→ **Deine Aufgaben**
A - Übersetze den Satz „Es ist eine heikle Stelle, doch die Rennleitung verzichtet auf den Einsatz des Safety-Cars.“ aus dem Artikel über Jules Bianchi ins Englische.
B - Führe den Artikel über den Unfall von Jules Bianchi im Anschluss an seinen letzten Satz weiter.
------ Seite ------
Tragödie in der Formel 1Ein heftiger Knall – und das Lachen des jungen Mannes ist für immer verstummt
Vor zehn Jahren verunfallt Jules Bianchi in Japan so schwer, dass er später verstirbt. Sein Tod rettet anderen das Leben.
- Jules Bianchi verunfallte trotz gelber Flagge bei hoher Geschwindigkeit.
- Seine Familie verklagte die FIA wegen vermeintlicher Versäumnisse.
- Seither gibt es Innovationen, die die Formel 1 sicherer machten.
Es ist ein trüber Tag in Suzuka. Ausläufer des Taifuns Phanfone, der über Japan tobt, fegen über die Rennstrecke, es regnet in Strömen, es ist dunkel – und es wird immer noch düsterer.
Der Formel-1-Grand-Prix läuft dennoch, als wäre nichts. Vollgas in der Gischt. Adrian Sutil rast auf die Kurve 7 zu, der deutsche Pilot des Schweizer Sauber-Teams. Er verliert die Kontrolle, rutscht rückwärts über das Gras und schlägt in die Streckenbegrenzung ein. Es ist eine heikle Stelle, doch die Rennleitung verzichtet auf den Einsatz des Safety-Cars. Stattdessen werden gelbe Flaggen geschwenkt.
------ Erfasste Daten ------
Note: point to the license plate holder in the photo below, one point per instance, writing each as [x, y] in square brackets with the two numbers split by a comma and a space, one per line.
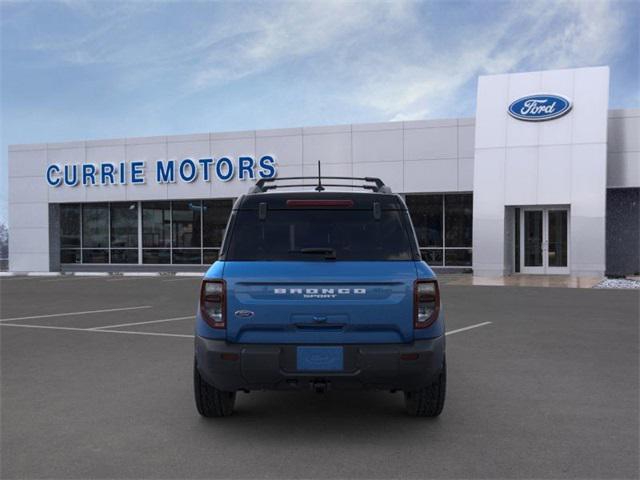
------
→ **Ergebnisse**
A - It is a tricky spot, but race control decides against deploying the safety car.

B -
Eine Runde später steht bereits das Bergungsfahrzeug da, Helfer befestigen den Sauber an dessen Haken. Der Abschleppwagen fährt rückwärts, er kommt vielleicht zehn Meter weit, dann kracht es. Auf manchen Handy-Aufnahmen von Zuschauern ist später zu sehen, wie ein Rennauto, einem Geschoss gleich, in das Heck des gelben Fahrzeugs donnert. Trotz seiner 6,8 Tonnen hebt dieses ab und wird um eineinhalb Meter verschoben – Sutils Bolide fällt vom Haken. Vom Marussia, der herangebraust kam, ist nichts mehr zu sehen. Vom Mann, der ihn gefahren hat, erst recht nichts. Sie stecken in der weissen Streckenbegrenzung, das Auto demoliert, der Fahrer schwer verletzt.
Im Cockpit sitzt Jules Bianchi, 25-jähriger Franzose, im Fahrerlager oft mit einem Lachen unterwegs, ein Mann mit Zukunft. Am Morgen jenes 5. Oktober 2014 hat er einen Vertrag bei Sauber unterschrieben. Das Team aus Hinwil hätte eine Zwischenstation sein sollen auf seinem Weg zum grossen Ferrari. Es kommt nie so weit.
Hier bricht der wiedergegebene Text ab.